• **Task objective**: Could you rewrite everything in the listing below from the line containing "the man's bare" down to the line containing "[[505, 240]]", both included, with "black shorts" replaced by "navy shorts" and all else left unchanged?

• **Position annotation records**:
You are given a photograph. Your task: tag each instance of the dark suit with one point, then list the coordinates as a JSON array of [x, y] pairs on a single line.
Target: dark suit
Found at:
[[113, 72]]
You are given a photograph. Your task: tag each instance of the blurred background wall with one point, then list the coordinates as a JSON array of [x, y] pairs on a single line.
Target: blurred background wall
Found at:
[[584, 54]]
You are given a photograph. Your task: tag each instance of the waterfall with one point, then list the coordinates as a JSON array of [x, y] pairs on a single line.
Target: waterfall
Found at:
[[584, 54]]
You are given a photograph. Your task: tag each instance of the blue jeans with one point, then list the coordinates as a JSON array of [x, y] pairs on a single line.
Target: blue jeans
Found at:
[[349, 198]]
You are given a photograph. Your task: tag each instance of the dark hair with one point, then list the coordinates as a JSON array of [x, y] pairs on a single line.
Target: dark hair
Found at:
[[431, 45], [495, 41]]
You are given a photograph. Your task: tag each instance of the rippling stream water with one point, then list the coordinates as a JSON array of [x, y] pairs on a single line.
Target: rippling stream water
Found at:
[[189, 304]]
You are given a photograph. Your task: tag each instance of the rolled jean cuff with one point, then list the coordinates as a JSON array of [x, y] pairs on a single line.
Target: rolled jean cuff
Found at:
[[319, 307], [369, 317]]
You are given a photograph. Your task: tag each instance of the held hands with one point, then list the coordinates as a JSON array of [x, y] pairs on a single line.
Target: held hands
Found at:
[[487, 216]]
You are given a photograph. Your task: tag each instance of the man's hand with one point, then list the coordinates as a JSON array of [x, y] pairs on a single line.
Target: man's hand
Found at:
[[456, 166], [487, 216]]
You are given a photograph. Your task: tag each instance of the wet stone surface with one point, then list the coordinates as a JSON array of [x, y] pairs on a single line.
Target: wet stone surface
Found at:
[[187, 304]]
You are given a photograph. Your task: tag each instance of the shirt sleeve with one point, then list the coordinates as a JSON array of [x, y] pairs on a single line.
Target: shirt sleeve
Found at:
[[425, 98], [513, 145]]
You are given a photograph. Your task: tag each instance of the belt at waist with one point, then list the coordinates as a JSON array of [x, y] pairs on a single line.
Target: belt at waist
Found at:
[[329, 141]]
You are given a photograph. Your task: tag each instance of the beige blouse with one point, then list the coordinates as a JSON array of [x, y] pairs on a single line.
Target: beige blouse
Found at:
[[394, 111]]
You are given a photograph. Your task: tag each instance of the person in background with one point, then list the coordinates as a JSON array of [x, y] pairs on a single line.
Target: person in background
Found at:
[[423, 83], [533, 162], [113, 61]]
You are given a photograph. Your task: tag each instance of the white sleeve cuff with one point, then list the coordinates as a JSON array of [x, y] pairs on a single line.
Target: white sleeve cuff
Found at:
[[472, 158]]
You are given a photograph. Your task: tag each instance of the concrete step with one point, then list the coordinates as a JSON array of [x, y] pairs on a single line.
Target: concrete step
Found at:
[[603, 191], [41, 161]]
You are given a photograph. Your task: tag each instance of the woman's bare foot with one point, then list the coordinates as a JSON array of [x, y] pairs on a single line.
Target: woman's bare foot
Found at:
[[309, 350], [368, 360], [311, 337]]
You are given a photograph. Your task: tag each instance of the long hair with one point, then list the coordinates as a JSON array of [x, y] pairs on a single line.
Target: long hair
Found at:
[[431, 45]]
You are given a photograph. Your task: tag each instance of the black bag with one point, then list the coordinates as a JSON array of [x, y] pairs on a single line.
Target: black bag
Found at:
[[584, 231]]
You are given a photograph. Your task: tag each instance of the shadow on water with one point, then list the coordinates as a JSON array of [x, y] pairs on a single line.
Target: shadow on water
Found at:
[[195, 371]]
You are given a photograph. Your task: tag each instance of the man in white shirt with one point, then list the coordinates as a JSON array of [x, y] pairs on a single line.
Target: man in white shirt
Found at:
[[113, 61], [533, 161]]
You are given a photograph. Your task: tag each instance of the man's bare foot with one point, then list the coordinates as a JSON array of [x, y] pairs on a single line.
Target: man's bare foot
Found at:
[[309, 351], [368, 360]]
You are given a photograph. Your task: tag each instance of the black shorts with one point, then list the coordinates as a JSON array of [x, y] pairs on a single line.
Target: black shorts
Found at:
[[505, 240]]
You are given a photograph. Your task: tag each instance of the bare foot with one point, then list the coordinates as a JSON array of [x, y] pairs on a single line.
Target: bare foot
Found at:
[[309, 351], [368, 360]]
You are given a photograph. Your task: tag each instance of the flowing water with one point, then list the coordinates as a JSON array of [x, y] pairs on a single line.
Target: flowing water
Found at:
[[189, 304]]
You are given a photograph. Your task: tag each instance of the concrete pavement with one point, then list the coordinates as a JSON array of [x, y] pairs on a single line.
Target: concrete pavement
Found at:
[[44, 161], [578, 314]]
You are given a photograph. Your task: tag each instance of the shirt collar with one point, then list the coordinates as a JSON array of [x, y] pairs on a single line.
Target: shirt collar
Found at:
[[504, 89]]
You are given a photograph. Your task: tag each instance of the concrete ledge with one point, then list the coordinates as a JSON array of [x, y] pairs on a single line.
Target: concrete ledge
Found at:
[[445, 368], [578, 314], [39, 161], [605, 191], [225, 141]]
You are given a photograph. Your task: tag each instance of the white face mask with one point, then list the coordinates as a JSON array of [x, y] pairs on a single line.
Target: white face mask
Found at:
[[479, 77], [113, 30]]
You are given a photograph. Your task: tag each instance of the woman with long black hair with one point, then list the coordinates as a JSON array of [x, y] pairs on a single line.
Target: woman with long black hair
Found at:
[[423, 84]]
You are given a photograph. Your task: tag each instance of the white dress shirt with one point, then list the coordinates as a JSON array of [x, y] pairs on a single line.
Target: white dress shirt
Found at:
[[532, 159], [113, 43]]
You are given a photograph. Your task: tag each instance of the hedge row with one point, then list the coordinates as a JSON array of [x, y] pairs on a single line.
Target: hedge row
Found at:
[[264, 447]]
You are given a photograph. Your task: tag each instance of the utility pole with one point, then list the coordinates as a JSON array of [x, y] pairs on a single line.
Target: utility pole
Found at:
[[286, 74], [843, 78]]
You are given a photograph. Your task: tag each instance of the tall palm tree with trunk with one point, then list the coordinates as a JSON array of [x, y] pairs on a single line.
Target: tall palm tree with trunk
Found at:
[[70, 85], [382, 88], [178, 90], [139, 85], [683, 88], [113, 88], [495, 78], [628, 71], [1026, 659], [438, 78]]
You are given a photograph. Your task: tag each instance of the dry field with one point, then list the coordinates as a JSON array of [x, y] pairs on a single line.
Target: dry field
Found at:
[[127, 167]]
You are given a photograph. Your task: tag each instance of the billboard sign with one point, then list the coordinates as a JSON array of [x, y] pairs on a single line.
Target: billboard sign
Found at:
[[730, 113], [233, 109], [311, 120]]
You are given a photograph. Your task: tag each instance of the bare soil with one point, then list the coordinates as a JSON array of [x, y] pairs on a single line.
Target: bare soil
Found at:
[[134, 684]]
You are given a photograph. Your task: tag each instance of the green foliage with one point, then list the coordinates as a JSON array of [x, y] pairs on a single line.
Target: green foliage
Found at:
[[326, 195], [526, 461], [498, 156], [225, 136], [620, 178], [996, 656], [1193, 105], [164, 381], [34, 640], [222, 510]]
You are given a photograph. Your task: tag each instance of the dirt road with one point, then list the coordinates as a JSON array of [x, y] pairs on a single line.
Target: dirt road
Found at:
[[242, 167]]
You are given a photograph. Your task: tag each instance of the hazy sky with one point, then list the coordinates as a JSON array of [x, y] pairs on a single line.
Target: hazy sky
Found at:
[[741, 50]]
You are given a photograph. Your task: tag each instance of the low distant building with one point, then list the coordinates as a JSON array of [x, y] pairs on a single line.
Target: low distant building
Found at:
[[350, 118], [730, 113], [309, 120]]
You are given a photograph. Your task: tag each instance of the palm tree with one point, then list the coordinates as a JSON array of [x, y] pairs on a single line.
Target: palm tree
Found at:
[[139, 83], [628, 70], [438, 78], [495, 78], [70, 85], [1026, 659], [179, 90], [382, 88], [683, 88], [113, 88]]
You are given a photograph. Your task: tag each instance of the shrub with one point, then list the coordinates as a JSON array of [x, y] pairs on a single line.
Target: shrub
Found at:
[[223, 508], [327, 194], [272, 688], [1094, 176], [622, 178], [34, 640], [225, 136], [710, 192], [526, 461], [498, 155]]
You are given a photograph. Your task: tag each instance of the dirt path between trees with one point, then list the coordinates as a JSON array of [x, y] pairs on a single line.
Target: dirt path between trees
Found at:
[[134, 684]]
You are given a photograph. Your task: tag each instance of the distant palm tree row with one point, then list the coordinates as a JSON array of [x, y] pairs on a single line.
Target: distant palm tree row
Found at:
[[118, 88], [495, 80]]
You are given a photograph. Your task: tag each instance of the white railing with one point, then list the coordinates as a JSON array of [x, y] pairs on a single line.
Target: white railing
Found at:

• **The result**:
You are given a photograph. Your task: tag each instance of the man's bare foot with one point, then list the coordinates as a JSON array of [x, y] pairs on a single line.
Target: man's bare foot
Found at:
[[309, 351], [368, 360]]
You are given a photograph. Your task: tag each instance of the navy shorts with one point, then list the coordinates as a JSON array of [x, y] pairs on a single line.
Target: navy shorts
Found at:
[[505, 240]]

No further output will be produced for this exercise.